• _Problema a resolver_: Según el fragmento sobre los populistas rusos, ¿en qué año se produjo la emancipación de los siervos? Responde, por favor, con una frase breve.
===== Fragmento citado
Querían enseñarles a leer, aprender un oficio con ellos y convivir con quienes albergaban la pureza del alma rusa
Los jóvenes se autodenominarían ‘populistas’, porque su vocación era servir a la población sencilla de las aldeas, a quien miraban con un fuerte sentimiento de culpa (¿por qué eran tan pobres siendo ellos tan ricos?) y paternalismo. Querían enseñarles a leer, aprender un oficio con ellos y convivir, en definitiva, con aquellos que albergaban toda la pureza del alma rusa. Además, esperaban unir su país, esta vez sí, en torno a la literatura, el arte y una solidaridad entre las clases sociales que, por fin, era posible gracias a la reciente emancipación de los siervos en 1861.
Recitaban con pasión el gran poema épico de Nikolái Nekrásov (¿Quién es Feliz en Rusia?) y trataban de convertir el libro de Nikolái Chernyshevsky (¿Qué hacer?) en la hoja de ruta de una sociedad nueva. Muchas de las luminarias intelectuales de la época se habían enamorado locamente de la figura del campesino. Orlando Figes nos recuerda, de nuevo, en El baile de Natacha, que “para los populistas, el campesino era socialista por naturaleza, la encarnación del espíritu colectivo que distinguía a Rusia de Occidente.
==========
===== Datos de origen
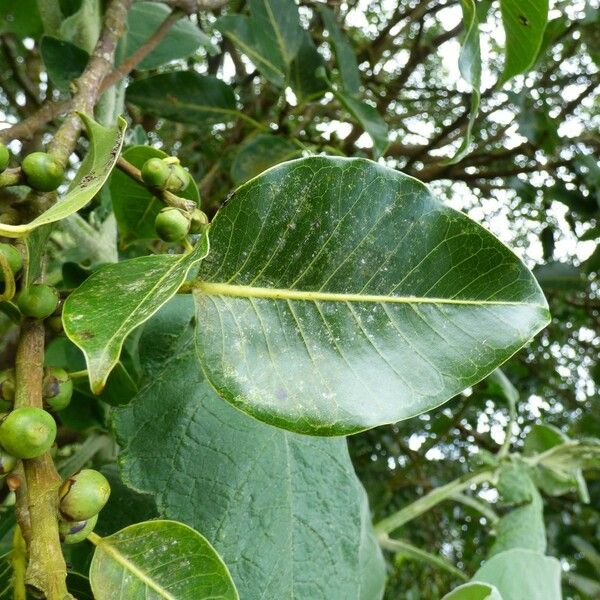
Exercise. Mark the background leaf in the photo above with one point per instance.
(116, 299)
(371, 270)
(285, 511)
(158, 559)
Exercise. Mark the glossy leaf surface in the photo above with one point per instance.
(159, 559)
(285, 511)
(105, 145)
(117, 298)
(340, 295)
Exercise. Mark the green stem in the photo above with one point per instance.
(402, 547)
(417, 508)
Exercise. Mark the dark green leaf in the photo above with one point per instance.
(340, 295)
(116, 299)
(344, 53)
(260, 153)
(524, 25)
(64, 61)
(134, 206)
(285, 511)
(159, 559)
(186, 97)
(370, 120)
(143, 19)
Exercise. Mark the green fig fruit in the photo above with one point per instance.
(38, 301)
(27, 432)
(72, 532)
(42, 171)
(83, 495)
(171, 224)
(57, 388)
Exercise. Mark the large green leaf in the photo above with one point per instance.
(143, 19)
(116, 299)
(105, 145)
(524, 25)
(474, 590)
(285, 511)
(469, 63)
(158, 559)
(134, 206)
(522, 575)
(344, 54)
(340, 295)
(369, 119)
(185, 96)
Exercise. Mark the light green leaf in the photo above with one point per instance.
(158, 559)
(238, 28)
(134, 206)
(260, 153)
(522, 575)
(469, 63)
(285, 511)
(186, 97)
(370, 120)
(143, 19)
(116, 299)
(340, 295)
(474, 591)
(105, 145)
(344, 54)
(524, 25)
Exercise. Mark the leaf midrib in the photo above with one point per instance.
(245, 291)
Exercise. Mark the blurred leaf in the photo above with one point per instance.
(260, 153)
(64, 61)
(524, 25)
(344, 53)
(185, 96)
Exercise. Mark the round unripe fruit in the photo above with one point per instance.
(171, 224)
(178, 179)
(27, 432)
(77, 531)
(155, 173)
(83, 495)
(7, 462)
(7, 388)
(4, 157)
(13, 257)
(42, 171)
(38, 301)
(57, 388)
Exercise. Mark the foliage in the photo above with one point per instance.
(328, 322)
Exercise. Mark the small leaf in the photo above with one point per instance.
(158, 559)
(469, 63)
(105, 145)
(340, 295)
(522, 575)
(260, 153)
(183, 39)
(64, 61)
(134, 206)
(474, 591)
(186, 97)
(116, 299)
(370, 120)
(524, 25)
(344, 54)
==========
===== Datos de origen
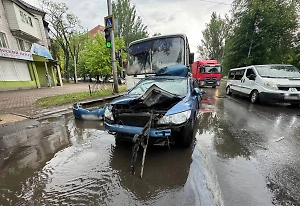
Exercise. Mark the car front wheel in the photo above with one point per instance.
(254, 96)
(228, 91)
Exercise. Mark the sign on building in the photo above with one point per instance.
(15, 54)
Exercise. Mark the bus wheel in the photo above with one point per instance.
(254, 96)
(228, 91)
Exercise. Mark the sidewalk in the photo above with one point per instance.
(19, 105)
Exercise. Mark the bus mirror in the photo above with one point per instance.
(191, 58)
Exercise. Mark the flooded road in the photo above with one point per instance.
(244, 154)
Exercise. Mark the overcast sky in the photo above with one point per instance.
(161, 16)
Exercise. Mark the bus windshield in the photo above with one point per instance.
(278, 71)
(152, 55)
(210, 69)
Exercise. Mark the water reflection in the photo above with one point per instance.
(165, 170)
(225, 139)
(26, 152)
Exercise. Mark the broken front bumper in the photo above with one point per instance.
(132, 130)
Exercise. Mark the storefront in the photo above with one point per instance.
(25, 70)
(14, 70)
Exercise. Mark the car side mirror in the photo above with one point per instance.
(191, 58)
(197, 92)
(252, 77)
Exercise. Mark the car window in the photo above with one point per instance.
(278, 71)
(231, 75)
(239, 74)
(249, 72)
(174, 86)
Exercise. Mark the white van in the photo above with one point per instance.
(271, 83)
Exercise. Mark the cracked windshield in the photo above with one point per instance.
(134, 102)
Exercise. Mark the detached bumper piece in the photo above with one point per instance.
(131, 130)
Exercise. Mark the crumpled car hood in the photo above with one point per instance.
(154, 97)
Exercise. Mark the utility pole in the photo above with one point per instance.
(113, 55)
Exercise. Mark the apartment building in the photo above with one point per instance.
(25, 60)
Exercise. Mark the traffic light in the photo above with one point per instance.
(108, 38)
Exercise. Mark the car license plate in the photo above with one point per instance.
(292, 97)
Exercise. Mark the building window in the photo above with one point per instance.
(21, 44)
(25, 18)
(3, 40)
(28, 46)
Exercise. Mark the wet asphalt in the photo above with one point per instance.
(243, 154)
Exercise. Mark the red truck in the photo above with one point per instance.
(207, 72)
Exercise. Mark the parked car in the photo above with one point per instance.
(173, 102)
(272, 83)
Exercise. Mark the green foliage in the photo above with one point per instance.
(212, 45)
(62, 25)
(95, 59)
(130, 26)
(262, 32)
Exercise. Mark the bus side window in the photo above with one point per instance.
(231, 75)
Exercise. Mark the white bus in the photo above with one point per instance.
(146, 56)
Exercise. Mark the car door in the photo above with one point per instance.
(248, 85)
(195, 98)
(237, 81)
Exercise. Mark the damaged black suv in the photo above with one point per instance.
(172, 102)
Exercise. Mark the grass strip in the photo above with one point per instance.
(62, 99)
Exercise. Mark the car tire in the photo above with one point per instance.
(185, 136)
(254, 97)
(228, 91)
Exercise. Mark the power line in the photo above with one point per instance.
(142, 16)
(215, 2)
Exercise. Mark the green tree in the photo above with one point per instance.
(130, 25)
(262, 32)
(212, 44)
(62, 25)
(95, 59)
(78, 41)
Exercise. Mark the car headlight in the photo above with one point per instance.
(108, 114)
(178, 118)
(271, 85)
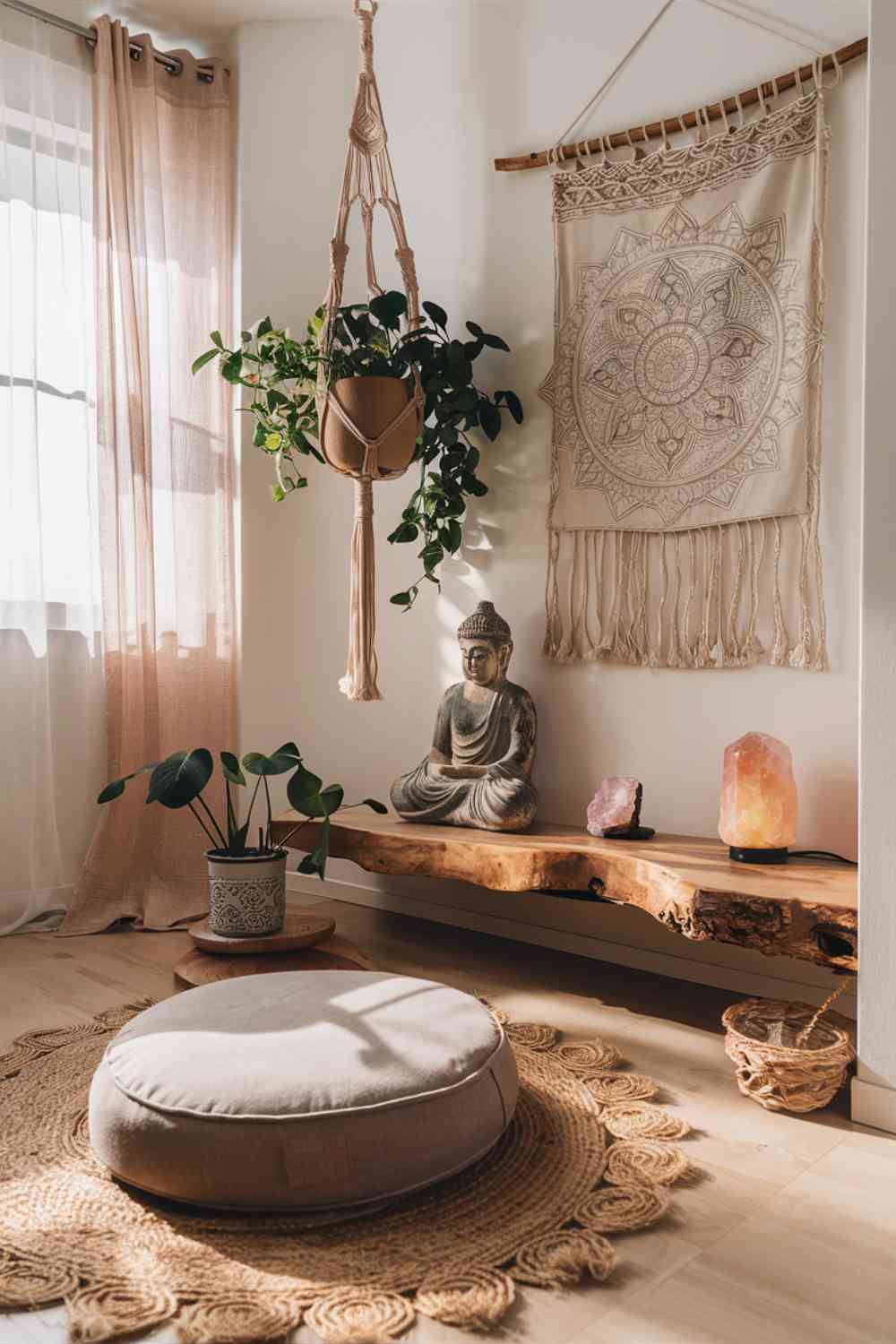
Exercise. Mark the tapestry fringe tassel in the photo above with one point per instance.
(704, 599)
==========
• _Solución de la tarea_: La emancipación de los siervos se produjo en 1861.